WHAT IS EXPECTED –
With the pictures left out, write out exactly the lines from the one containing "find foliage silhouette" through the end.

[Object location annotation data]
# # # # # # #

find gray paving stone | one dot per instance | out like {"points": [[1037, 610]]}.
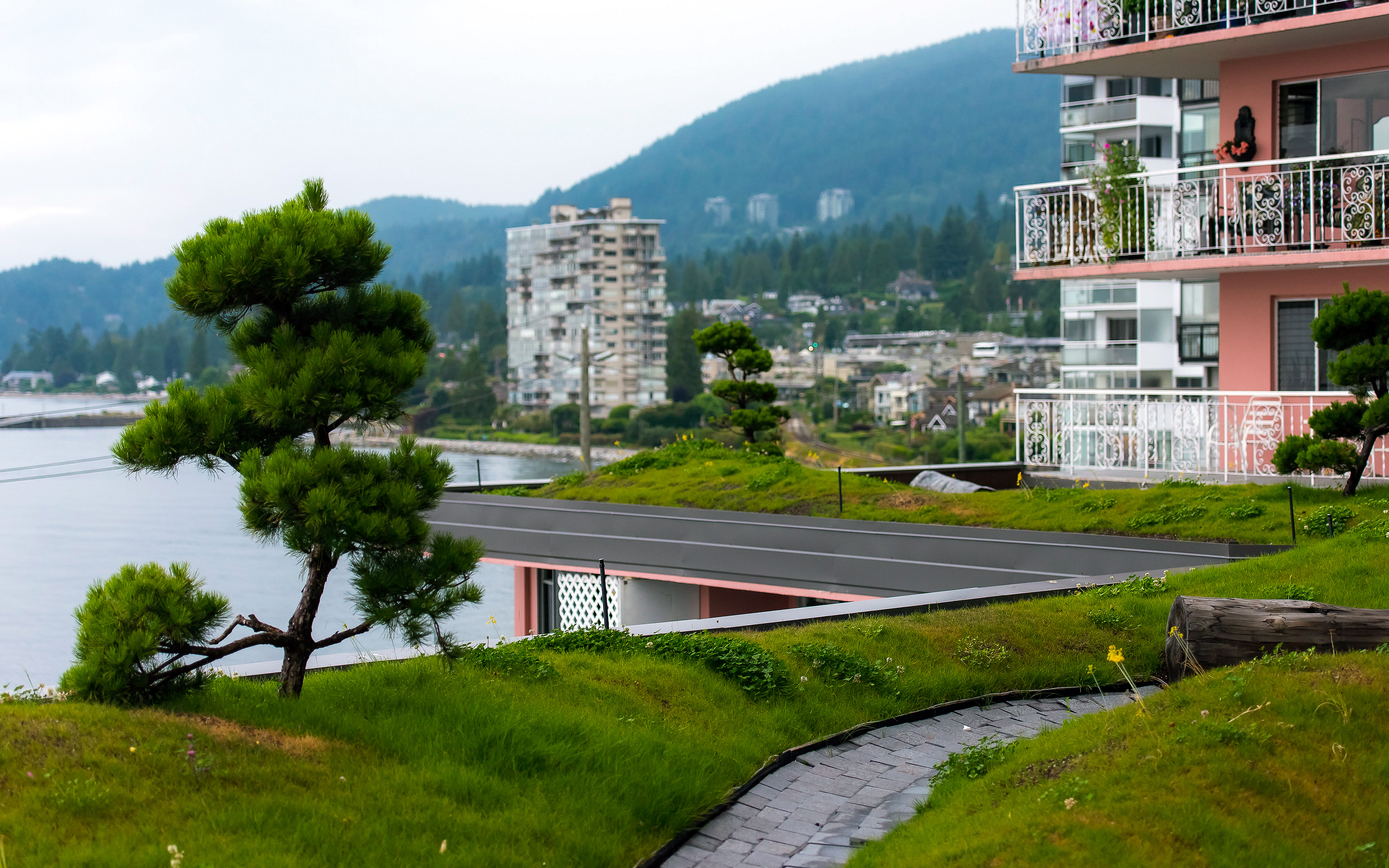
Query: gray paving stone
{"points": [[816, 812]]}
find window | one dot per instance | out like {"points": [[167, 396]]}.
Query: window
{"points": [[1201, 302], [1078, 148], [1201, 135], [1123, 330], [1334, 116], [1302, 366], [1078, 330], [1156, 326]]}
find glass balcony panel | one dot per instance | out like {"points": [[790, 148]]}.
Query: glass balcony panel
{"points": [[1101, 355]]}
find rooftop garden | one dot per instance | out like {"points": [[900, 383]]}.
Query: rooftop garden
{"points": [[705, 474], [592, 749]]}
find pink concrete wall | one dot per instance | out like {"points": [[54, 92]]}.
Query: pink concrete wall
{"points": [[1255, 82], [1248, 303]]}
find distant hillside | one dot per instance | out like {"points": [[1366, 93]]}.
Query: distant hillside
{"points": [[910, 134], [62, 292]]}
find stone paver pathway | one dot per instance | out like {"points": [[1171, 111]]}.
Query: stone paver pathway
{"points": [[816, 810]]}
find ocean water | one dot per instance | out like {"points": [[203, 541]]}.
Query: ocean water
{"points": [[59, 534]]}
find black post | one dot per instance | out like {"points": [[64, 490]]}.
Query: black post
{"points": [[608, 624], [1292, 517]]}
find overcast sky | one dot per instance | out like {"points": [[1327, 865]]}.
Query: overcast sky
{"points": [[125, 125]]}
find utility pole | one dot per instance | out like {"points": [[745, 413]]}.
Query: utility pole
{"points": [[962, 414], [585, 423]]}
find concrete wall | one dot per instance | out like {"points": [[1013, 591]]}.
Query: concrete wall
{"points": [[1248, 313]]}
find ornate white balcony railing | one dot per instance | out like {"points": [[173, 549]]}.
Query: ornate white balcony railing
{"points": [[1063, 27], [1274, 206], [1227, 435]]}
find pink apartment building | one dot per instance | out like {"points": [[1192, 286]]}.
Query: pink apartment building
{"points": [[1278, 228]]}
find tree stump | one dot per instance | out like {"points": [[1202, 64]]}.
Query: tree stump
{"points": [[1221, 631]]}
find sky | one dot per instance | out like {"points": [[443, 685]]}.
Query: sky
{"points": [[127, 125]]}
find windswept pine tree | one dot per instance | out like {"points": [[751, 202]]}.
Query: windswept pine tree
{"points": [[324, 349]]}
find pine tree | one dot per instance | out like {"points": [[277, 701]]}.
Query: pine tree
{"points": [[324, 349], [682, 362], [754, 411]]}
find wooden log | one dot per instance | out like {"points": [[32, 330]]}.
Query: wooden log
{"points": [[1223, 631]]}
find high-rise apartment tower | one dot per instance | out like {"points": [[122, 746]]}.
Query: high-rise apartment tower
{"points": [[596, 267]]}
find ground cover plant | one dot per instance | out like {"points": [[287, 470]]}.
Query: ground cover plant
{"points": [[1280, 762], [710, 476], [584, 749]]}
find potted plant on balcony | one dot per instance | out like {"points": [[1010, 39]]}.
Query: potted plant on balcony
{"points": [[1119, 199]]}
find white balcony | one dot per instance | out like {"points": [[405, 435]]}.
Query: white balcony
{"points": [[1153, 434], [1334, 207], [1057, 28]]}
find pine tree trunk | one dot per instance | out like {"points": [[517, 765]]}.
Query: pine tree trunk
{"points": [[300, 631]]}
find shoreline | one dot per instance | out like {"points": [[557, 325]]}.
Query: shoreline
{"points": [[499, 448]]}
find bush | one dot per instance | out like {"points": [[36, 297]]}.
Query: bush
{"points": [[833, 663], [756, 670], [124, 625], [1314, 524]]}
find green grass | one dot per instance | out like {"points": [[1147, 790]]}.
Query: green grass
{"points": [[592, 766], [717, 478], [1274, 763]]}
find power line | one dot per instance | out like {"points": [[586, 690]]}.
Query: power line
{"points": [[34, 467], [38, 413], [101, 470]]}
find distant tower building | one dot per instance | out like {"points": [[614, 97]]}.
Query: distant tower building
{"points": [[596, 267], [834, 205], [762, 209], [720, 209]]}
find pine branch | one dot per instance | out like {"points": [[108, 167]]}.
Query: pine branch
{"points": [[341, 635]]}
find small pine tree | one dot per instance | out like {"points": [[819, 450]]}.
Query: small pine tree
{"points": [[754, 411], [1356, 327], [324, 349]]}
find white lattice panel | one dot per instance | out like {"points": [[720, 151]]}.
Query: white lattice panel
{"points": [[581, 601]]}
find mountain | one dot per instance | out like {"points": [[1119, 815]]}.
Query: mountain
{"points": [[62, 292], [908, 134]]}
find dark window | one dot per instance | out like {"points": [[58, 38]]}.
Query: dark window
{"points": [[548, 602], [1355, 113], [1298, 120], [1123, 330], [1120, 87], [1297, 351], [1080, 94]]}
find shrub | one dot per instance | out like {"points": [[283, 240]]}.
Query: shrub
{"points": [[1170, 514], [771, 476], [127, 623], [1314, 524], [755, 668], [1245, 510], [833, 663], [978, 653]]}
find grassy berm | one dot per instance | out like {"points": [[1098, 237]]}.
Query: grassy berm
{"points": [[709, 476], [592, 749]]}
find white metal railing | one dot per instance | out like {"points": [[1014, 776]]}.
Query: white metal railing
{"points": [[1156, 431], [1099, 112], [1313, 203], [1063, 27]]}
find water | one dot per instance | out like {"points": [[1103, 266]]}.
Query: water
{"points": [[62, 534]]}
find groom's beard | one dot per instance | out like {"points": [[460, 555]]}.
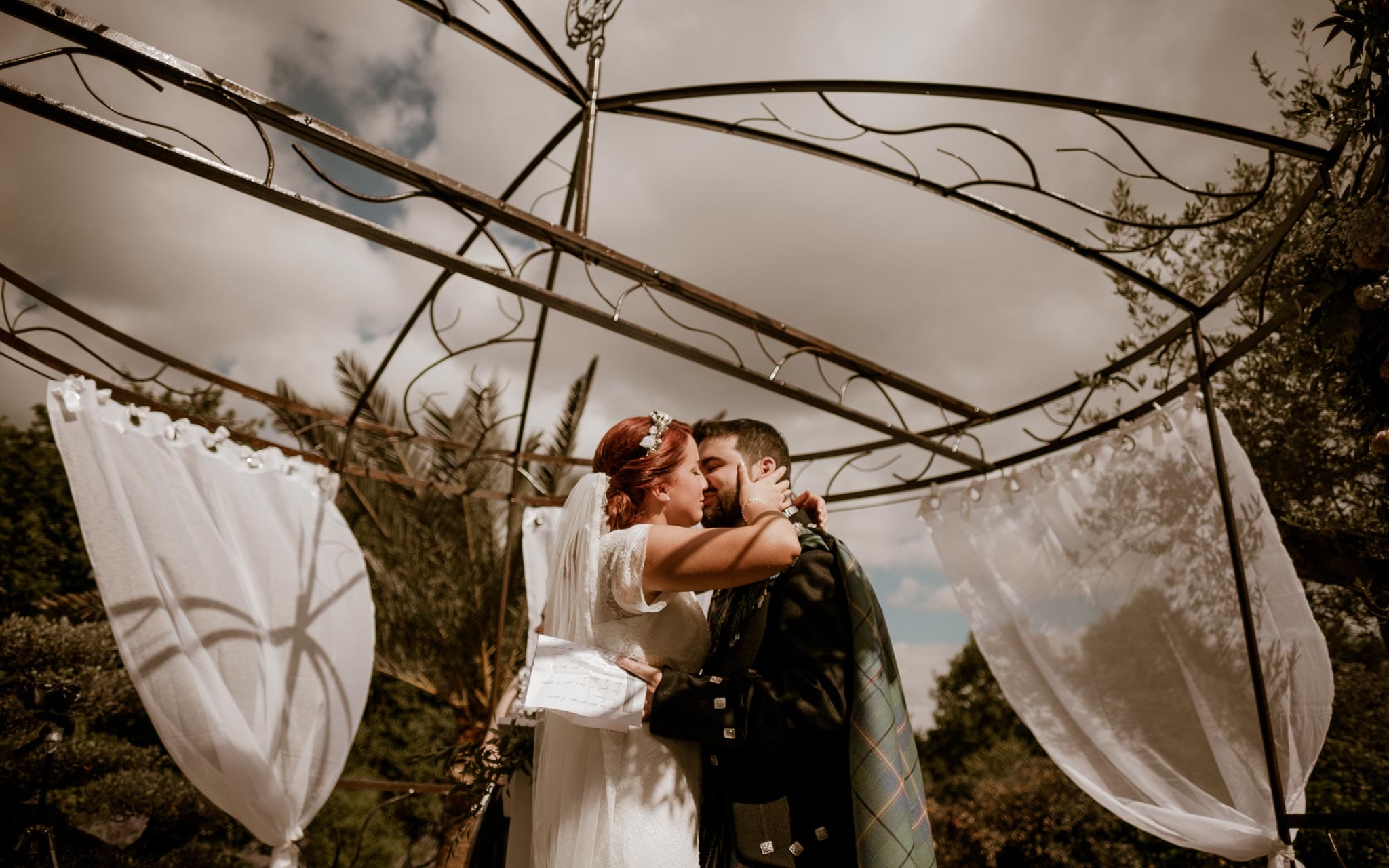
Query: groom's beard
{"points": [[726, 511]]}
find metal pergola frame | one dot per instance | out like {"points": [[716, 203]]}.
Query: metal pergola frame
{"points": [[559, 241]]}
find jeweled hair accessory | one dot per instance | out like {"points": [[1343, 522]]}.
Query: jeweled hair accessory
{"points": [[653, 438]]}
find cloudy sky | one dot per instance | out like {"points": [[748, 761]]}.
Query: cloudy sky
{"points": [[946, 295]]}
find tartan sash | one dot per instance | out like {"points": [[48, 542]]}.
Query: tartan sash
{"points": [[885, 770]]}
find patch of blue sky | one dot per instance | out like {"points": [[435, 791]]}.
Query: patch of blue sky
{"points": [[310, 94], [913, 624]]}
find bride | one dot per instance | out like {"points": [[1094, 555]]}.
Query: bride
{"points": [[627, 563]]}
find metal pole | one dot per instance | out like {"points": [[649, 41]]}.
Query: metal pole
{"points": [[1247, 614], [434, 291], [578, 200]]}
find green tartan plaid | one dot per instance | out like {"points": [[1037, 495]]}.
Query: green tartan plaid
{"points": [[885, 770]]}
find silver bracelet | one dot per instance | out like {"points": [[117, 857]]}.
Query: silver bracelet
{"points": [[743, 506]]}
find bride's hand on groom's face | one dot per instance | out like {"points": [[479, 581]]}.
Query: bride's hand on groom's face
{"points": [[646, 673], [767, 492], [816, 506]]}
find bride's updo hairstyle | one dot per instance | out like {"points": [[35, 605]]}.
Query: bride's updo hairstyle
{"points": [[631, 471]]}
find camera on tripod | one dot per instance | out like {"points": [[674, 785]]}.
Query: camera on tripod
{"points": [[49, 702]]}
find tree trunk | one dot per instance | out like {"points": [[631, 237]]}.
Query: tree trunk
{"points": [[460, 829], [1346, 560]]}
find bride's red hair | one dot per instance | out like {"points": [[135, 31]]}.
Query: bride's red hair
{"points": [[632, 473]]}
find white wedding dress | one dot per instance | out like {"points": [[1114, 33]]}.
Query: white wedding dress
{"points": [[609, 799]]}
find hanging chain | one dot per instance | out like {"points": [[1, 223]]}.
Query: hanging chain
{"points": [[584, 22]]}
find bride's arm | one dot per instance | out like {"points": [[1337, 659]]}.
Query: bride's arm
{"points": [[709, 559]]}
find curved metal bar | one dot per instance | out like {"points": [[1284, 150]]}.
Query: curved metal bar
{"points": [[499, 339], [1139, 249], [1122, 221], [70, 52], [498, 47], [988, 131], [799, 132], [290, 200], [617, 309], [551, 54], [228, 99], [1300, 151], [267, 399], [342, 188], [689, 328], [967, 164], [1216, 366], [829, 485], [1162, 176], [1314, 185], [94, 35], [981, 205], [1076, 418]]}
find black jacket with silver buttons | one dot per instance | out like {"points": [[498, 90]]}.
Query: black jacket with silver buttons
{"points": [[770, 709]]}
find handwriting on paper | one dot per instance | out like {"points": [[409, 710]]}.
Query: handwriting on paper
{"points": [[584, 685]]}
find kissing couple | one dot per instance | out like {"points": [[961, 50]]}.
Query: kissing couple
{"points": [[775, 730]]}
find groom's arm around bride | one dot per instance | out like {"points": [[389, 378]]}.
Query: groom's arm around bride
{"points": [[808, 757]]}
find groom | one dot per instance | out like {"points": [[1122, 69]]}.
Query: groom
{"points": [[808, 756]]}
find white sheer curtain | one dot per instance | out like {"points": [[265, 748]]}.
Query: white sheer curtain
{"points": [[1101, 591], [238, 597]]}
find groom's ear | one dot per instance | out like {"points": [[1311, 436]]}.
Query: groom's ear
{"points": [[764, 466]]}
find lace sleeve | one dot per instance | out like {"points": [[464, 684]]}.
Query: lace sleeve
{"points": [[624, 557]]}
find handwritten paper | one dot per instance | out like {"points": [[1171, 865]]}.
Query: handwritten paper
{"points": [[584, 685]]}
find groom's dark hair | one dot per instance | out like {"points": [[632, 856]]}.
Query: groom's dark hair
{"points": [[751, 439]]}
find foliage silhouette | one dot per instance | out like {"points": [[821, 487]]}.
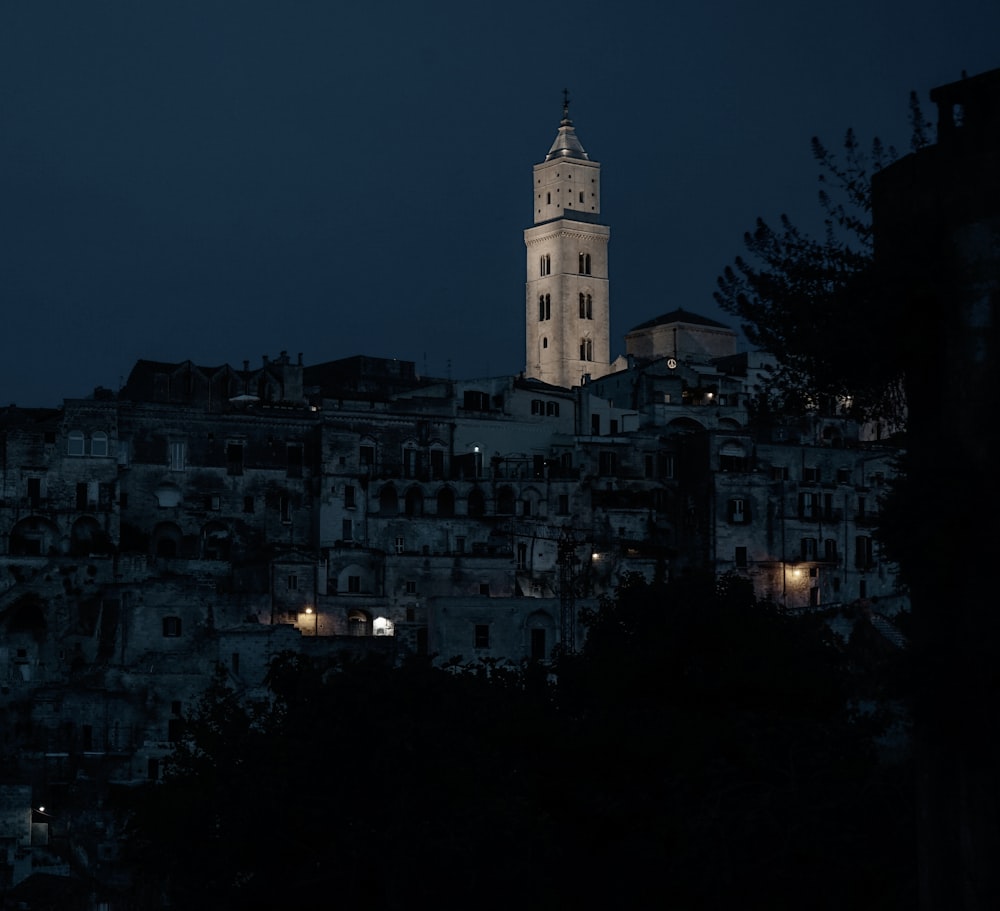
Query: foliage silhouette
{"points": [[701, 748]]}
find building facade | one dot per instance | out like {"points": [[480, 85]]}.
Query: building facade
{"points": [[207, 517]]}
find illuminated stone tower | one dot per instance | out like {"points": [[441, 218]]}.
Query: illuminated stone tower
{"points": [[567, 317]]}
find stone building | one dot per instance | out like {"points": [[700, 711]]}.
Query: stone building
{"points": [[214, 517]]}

# # # # # # #

THE OUTPUT –
find foliage silhouette | one dot per instance | out like {"points": [[821, 487]]}.
Query: foliage silhouette
{"points": [[701, 748]]}
find building facade | one dot per instance | out like {"points": [[480, 85]]}.
Query: building facade
{"points": [[207, 517]]}
find illuminated stone tower | one dot per instance | out like {"points": [[441, 218]]}.
Query: illuminated stone tower
{"points": [[567, 317]]}
find stone building | one dot per instance | out like {"points": [[700, 711]]}.
Query: stone building
{"points": [[214, 517]]}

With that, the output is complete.